● **Task material**:
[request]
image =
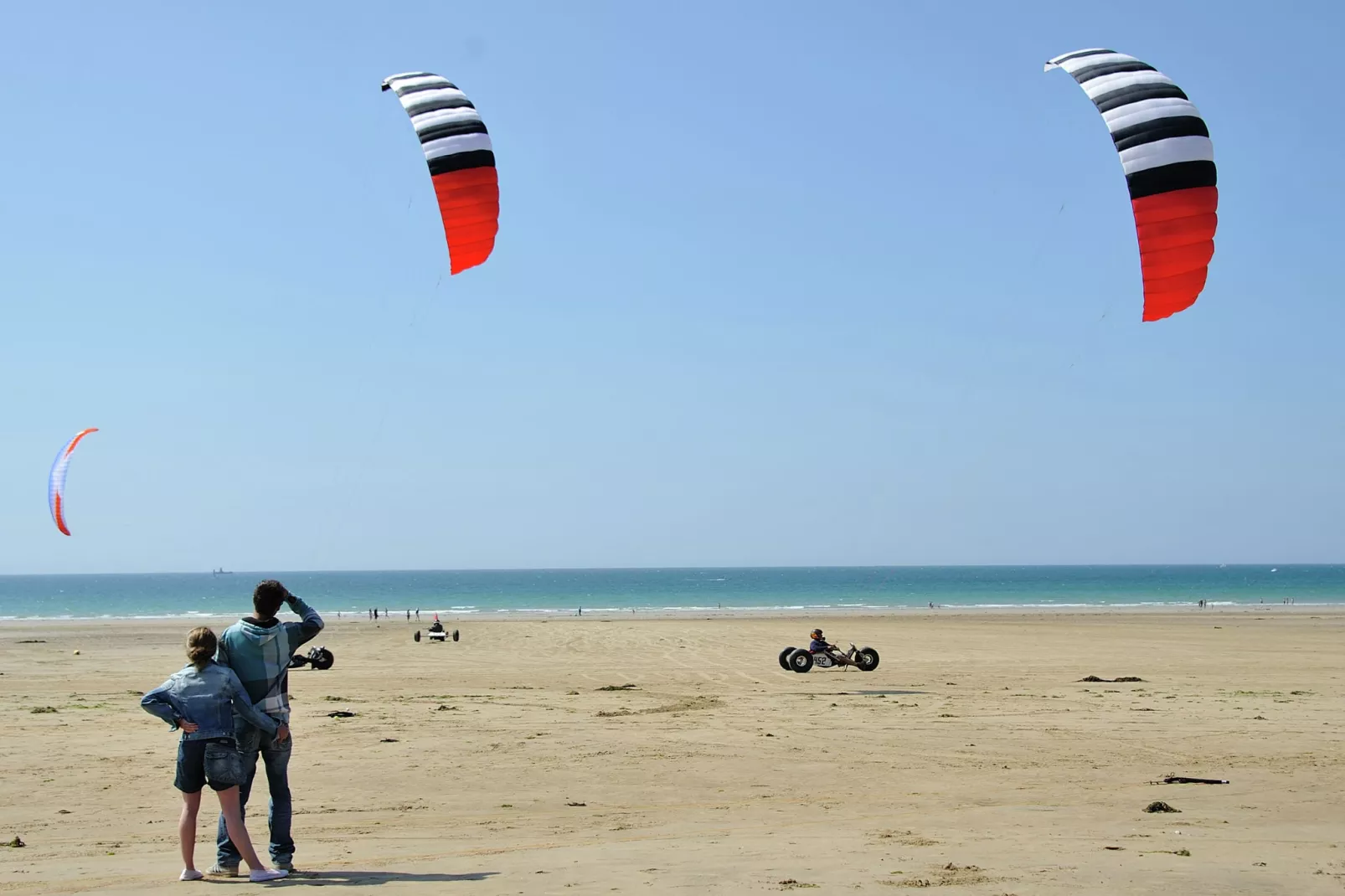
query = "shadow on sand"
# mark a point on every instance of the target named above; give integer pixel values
(373, 878)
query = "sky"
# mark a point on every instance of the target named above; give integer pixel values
(775, 284)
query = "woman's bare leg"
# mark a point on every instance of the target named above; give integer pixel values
(188, 829)
(237, 831)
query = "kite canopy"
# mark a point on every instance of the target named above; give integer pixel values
(57, 483)
(1169, 164)
(461, 163)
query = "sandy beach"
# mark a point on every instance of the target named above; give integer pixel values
(972, 759)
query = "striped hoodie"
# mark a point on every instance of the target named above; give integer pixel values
(260, 651)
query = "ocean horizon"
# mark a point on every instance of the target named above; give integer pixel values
(676, 590)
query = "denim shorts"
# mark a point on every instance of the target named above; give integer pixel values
(215, 762)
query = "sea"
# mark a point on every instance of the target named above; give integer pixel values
(532, 592)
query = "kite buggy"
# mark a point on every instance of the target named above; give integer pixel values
(436, 632)
(825, 656)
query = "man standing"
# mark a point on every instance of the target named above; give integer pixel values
(259, 649)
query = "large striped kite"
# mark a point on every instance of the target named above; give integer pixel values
(1169, 164)
(461, 163)
(57, 483)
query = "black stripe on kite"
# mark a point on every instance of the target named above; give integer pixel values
(1138, 92)
(1180, 175)
(461, 160)
(1158, 130)
(1080, 55)
(452, 130)
(1121, 66)
(436, 106)
(421, 88)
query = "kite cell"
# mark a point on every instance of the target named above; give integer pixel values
(461, 163)
(1169, 164)
(57, 483)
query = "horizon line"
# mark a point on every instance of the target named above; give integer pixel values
(676, 567)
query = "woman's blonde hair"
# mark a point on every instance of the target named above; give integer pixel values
(201, 646)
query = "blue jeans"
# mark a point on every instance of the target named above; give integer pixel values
(276, 756)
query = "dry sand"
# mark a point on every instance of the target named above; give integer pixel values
(971, 760)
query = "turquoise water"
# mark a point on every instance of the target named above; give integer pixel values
(676, 590)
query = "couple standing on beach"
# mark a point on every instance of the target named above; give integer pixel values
(232, 704)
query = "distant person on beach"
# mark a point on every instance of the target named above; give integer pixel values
(201, 701)
(259, 649)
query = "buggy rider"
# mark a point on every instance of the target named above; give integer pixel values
(819, 646)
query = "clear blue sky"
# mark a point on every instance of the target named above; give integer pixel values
(775, 283)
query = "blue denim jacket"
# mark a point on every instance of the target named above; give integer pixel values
(206, 698)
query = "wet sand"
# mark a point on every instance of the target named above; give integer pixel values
(972, 759)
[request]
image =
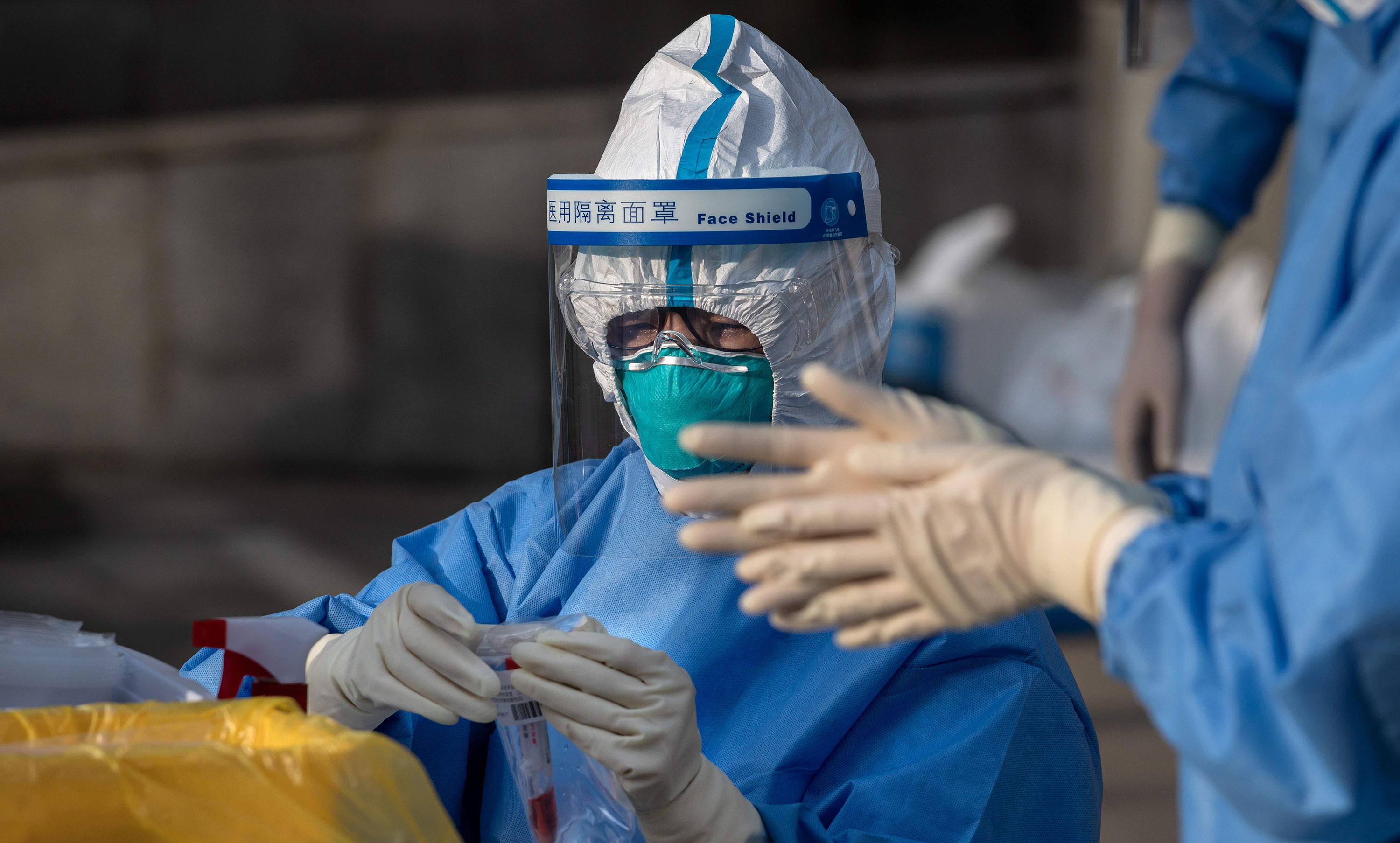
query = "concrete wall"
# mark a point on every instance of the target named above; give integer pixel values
(364, 285)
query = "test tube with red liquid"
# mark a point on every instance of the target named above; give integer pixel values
(524, 730)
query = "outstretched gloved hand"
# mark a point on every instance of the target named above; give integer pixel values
(416, 653)
(881, 415)
(930, 536)
(633, 711)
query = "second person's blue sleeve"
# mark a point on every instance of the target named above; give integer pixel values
(1224, 114)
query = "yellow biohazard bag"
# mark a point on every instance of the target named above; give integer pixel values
(254, 769)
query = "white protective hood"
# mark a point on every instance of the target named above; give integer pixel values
(756, 112)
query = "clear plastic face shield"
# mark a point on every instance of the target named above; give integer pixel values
(699, 300)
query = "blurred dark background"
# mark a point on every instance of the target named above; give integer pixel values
(63, 61)
(272, 272)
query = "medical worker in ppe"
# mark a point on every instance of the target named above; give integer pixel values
(682, 299)
(1256, 614)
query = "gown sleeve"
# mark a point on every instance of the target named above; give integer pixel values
(467, 554)
(1265, 642)
(1225, 110)
(969, 741)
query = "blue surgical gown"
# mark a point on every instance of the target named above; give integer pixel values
(978, 736)
(1262, 627)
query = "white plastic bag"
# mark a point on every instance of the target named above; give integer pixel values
(48, 662)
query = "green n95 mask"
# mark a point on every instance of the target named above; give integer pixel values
(668, 388)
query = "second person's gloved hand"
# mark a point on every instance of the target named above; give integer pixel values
(633, 711)
(881, 415)
(416, 653)
(971, 533)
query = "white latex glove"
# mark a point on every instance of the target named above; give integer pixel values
(633, 709)
(959, 536)
(416, 653)
(881, 415)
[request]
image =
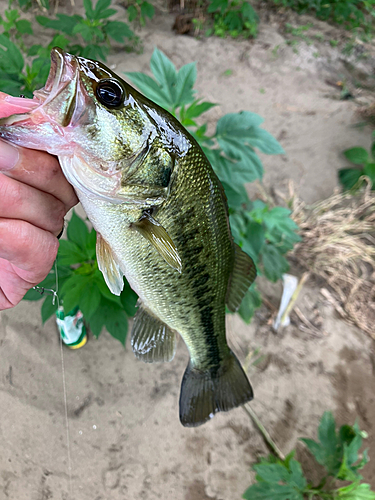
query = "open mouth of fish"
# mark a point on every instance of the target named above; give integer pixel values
(61, 97)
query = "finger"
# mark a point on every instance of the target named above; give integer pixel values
(37, 169)
(29, 248)
(23, 202)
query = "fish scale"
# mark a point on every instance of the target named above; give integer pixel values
(161, 218)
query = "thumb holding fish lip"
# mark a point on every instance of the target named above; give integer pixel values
(9, 156)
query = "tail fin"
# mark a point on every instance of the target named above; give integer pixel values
(203, 393)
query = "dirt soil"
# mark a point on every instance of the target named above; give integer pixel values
(125, 439)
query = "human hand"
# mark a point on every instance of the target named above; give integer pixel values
(34, 198)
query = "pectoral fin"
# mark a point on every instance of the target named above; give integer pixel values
(155, 233)
(152, 341)
(108, 266)
(243, 274)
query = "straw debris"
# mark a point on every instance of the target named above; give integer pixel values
(338, 246)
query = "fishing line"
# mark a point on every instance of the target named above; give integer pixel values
(55, 298)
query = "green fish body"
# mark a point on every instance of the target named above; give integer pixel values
(161, 217)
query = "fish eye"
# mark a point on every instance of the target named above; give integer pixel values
(110, 93)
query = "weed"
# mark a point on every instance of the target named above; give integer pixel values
(234, 18)
(365, 162)
(337, 452)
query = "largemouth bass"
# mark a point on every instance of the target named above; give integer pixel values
(161, 216)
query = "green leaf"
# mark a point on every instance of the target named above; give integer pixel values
(77, 231)
(264, 141)
(11, 60)
(238, 170)
(63, 22)
(236, 131)
(274, 264)
(254, 240)
(88, 9)
(132, 13)
(272, 491)
(165, 74)
(369, 170)
(356, 492)
(115, 321)
(327, 431)
(217, 5)
(296, 475)
(101, 6)
(327, 452)
(96, 322)
(74, 289)
(250, 303)
(89, 301)
(149, 88)
(349, 177)
(147, 10)
(24, 26)
(196, 109)
(48, 308)
(184, 92)
(118, 31)
(236, 195)
(358, 156)
(271, 473)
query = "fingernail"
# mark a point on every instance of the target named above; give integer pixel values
(9, 156)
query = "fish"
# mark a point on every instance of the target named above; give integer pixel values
(161, 217)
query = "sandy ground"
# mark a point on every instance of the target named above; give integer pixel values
(125, 438)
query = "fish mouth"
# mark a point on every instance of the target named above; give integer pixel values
(57, 100)
(64, 68)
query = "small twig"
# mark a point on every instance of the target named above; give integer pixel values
(269, 441)
(295, 295)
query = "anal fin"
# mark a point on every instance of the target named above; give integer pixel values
(107, 264)
(243, 274)
(205, 392)
(152, 340)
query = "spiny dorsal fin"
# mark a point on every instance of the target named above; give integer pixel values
(155, 233)
(108, 266)
(205, 392)
(243, 274)
(152, 341)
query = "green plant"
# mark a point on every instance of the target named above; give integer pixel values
(139, 10)
(265, 233)
(349, 177)
(81, 283)
(349, 13)
(233, 17)
(337, 452)
(89, 36)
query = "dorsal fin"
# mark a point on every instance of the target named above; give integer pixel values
(243, 274)
(155, 233)
(152, 340)
(108, 266)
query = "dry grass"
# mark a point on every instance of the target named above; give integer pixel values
(339, 246)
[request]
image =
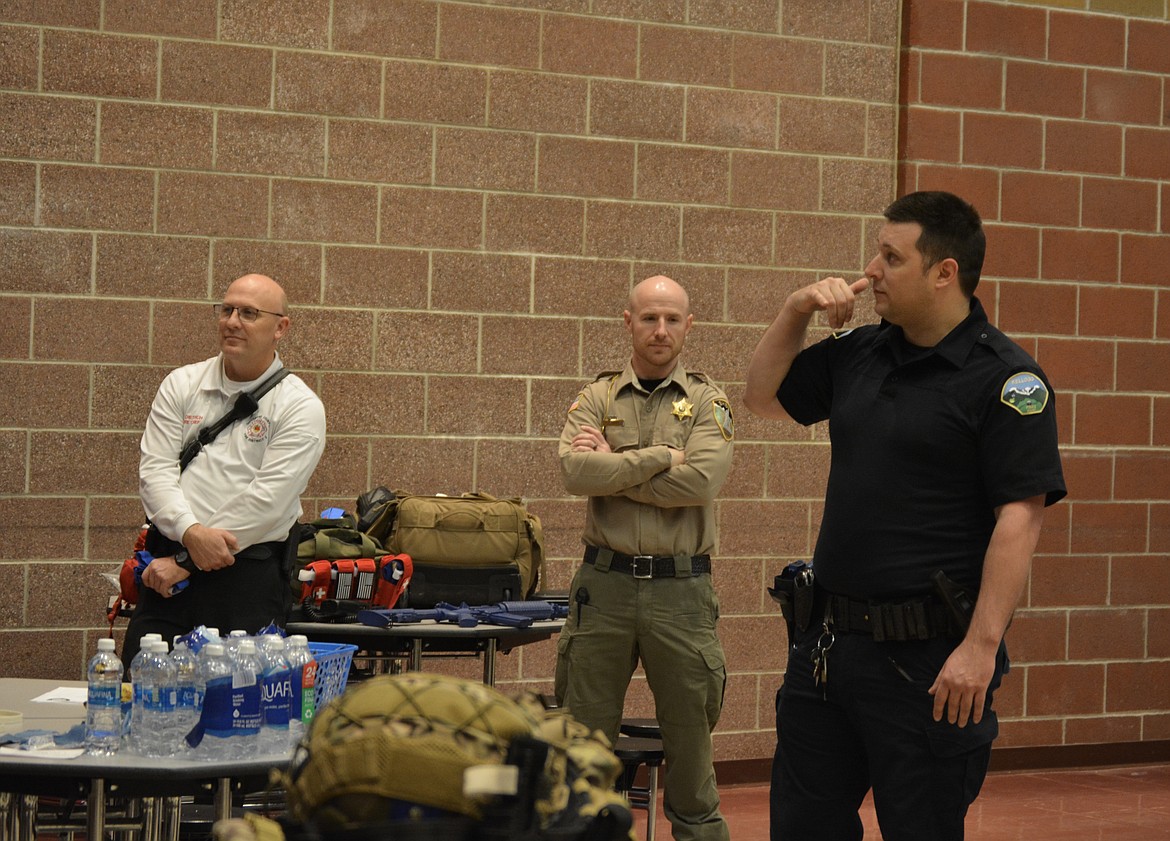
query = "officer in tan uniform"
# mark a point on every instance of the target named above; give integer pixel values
(651, 447)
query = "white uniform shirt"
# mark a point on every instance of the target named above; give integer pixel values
(249, 480)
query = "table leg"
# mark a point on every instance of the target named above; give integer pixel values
(95, 810)
(224, 799)
(172, 818)
(151, 815)
(489, 661)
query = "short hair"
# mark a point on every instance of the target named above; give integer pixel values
(950, 228)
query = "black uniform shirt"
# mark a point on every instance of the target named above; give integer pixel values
(926, 445)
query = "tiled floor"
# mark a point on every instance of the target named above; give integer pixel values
(1123, 804)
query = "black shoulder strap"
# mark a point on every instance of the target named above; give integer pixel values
(246, 402)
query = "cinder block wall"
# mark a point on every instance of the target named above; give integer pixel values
(1055, 123)
(458, 197)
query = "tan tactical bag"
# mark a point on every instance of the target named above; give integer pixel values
(463, 547)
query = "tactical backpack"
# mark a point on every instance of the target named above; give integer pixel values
(339, 570)
(473, 549)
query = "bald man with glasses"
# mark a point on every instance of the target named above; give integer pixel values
(222, 523)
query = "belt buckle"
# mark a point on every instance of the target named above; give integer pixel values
(641, 571)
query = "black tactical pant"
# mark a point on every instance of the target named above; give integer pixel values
(872, 726)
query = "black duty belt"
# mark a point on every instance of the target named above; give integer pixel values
(922, 619)
(649, 565)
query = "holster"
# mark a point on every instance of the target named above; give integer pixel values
(793, 591)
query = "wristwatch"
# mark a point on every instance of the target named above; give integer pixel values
(184, 562)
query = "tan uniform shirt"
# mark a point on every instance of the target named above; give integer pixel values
(638, 503)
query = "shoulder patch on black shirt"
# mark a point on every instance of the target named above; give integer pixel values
(1025, 392)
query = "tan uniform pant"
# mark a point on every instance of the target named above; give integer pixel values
(668, 624)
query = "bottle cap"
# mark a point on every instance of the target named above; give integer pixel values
(11, 721)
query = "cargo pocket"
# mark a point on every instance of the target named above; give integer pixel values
(561, 675)
(716, 680)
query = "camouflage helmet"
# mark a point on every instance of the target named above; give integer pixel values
(400, 739)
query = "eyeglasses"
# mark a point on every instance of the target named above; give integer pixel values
(247, 314)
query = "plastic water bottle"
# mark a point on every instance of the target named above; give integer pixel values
(137, 673)
(186, 683)
(232, 643)
(159, 693)
(246, 677)
(103, 703)
(215, 714)
(276, 695)
(303, 669)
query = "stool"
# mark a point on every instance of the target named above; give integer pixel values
(642, 728)
(635, 751)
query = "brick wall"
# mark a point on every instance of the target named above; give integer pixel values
(1054, 122)
(459, 195)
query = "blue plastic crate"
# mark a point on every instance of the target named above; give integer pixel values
(334, 661)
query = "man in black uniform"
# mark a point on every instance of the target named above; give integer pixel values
(943, 459)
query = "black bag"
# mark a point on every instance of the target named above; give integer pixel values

● **Exercise brief**: Pull out every line in the items above that contains the string "horizon". The match is case-sensitive.

● **The reply**:
query = "ocean horizon"
query = "horizon line"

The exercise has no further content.